%%

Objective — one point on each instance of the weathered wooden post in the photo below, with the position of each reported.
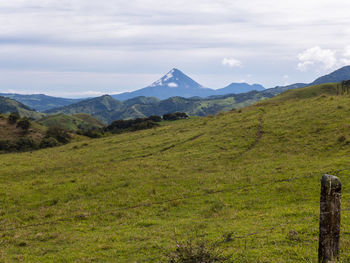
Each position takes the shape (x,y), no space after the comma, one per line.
(328,250)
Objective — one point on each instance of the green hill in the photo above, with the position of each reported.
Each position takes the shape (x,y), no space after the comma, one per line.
(9,105)
(71,122)
(107,109)
(248,180)
(40,102)
(11,133)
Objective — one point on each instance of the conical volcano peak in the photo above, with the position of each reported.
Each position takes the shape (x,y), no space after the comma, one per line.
(176,78)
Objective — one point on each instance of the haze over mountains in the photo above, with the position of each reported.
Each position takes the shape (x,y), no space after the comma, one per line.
(176,83)
(181,92)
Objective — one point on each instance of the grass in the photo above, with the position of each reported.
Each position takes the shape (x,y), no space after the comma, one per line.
(223,174)
(71,122)
(12,133)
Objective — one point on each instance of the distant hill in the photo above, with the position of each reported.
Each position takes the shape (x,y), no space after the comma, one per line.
(101,108)
(107,109)
(336,76)
(177,84)
(253,173)
(40,102)
(236,88)
(71,122)
(9,105)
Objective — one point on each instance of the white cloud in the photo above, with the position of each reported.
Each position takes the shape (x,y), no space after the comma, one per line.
(317,56)
(172,85)
(231,62)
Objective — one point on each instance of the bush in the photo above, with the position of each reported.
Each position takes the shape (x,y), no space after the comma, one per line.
(13,117)
(198,252)
(6,145)
(91,133)
(131,125)
(61,135)
(25,144)
(155,118)
(175,116)
(24,124)
(49,142)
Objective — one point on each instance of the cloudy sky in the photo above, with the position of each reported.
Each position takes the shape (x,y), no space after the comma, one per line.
(76,48)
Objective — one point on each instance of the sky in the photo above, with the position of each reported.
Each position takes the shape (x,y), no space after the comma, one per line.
(84,48)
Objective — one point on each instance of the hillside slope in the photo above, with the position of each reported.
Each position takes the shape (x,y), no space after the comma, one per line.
(40,102)
(248,180)
(9,105)
(177,84)
(107,109)
(71,122)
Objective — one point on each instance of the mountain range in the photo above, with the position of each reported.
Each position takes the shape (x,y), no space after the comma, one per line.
(176,83)
(40,102)
(107,108)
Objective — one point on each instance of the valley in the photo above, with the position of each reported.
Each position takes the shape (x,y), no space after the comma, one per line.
(246,180)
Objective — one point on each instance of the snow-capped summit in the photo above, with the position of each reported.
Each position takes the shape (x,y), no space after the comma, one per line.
(176,79)
(174,83)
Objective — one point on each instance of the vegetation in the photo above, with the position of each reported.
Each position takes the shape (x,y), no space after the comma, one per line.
(175,116)
(13,118)
(107,109)
(72,123)
(247,180)
(23,123)
(40,102)
(120,126)
(8,106)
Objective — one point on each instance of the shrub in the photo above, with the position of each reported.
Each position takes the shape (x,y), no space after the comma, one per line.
(130,125)
(6,145)
(49,142)
(91,133)
(196,252)
(24,124)
(25,144)
(61,135)
(13,117)
(175,116)
(155,118)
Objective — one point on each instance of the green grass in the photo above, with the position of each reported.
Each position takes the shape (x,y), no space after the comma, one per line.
(95,184)
(71,122)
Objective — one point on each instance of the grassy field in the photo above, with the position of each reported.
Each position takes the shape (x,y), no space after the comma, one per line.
(71,122)
(132,197)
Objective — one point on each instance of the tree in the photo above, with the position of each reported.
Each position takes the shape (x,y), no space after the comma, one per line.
(13,117)
(24,124)
(61,135)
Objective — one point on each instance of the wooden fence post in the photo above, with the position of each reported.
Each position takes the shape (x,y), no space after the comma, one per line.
(328,250)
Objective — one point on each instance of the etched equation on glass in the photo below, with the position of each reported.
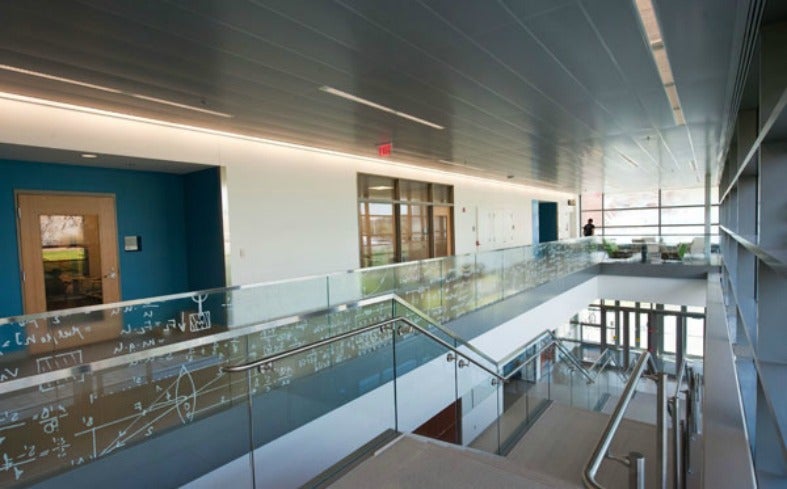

%%

DIRECTIONS: Reproduce all of the material above with "Objective" replaced by "Goal" wherever it occurs, leaving everything else unchanged and omitting the pictures.

CORRECT RESPONSE:
Goal — one point on each instance of the weathered wooden post in the photo below, with the position of each reported.
Each position takes the shape (x,y), no space after the comma, one per line.
(328,250)
Goal — one point on each instance of the green hill in the photo above, with the position of each reported.
Each position takes the shape (x,y), no space after the comma, one per line.
(9,105)
(71,122)
(107,109)
(248,180)
(40,102)
(11,133)
Goal — one point on each instance of the conical volcano peak in the photo above, with the position of each reported.
Each position takes the shape (x,y), no space after the comma, one per line.
(176,78)
Goal — one point on each instance of the haze over mountains in the photo above, with the position of each reported.
Each position takes the shape (x,y), no space after the comma, one per line.
(176,83)
(181,92)
Goal — one point on each instance of the grass in the photo above, with the position of each reported.
Each position takes the shape (x,y), no space after the comma, one per line.
(223,174)
(71,122)
(12,133)
Goal — one point on each instance of the distant hill in the photo above, with the position of each reported.
Each position takes the shape (x,y), no space after the comma, one per line.
(101,108)
(107,109)
(336,76)
(177,84)
(253,173)
(40,102)
(236,88)
(71,122)
(9,105)
Goal — one point on each instance of the white cloud in the photo above, with the position of each reported.
Each position takes the shape (x,y), no space after the comma, one per line.
(317,56)
(172,85)
(231,62)
Goal — one point on each instance of the bush in the photo above, with the position of each reported.
Each position takes the shape (x,y), no space after the comma, one per line.
(13,117)
(198,252)
(6,145)
(91,133)
(131,125)
(61,135)
(25,144)
(155,118)
(175,116)
(24,124)
(49,142)
Goal — one point on each instance of the cloudy sky in the photo above, with the position of each reported.
Each position takes the shape (x,y), no space after the comma, one per line.
(76,48)
Goal — one point on each instance of the sky in the photo above, with the position of each reported.
Each position takes the shape (x,y), no space after the comma, one per line.
(84,48)
Goal — one point on each instance of the hillside slope in the photo above, with the position of each reported.
Each position takes the shape (x,y), no space after the comma, one per line.
(40,102)
(248,180)
(9,105)
(177,84)
(107,109)
(71,122)
Goal — one point on each instance of the mountain range in the photo above, with the position of each reported.
Each position takes the shape (x,y), no space after the comma, one per line.
(176,83)
(40,102)
(107,108)
Goal — one point on each instance of the valley in the photo above, with the position of each reported.
Each position takes the shape (x,y), no space after the comma, one per line.
(246,180)
Goal — one point on each instance of the snow-capped summit in the photo above, with the position of each reported.
Each position takes the shape (x,y), no space after the comma, one per line.
(176,79)
(174,83)
Goal — one point on each instance of the vegetation in the photo above, with the position of each reported.
Each position takes the shape (x,y), no space after the comma, one per line.
(175,116)
(13,118)
(107,109)
(72,123)
(247,180)
(23,123)
(40,102)
(120,126)
(8,106)
Goal — one point on each instance of the shrub in the photo above, with the position of each reported.
Each position takes the shape (x,y), no space after the comma, one per line.
(130,125)
(6,145)
(49,142)
(91,133)
(196,252)
(24,124)
(25,144)
(61,135)
(13,117)
(175,116)
(155,118)
Goal — one point on each instance of the green grass in the photo above, with the position of each reported.
Each position takes the shape (x,y), no space after the comma, one per line.
(95,184)
(71,122)
Goal — one point on each instance of the grassy field in the photo above, with the position of each reported.
Each position takes the shape (x,y), no space after the comma, one per line.
(71,122)
(132,197)
Goal — one point on each instance of the tree in the photo above, with the position of each reported.
Each position takes the shape (x,y), no space after the comma, one per line.
(13,117)
(24,124)
(61,135)
Goal — one point on each instance of the wooden fence post in the photo above, with the position of each reported.
Each position takes the shape (x,y), no space after the comma, one per line.
(328,250)
Goal — one point on each instance of the etched equation on glass in the photo below, with the position of each reported.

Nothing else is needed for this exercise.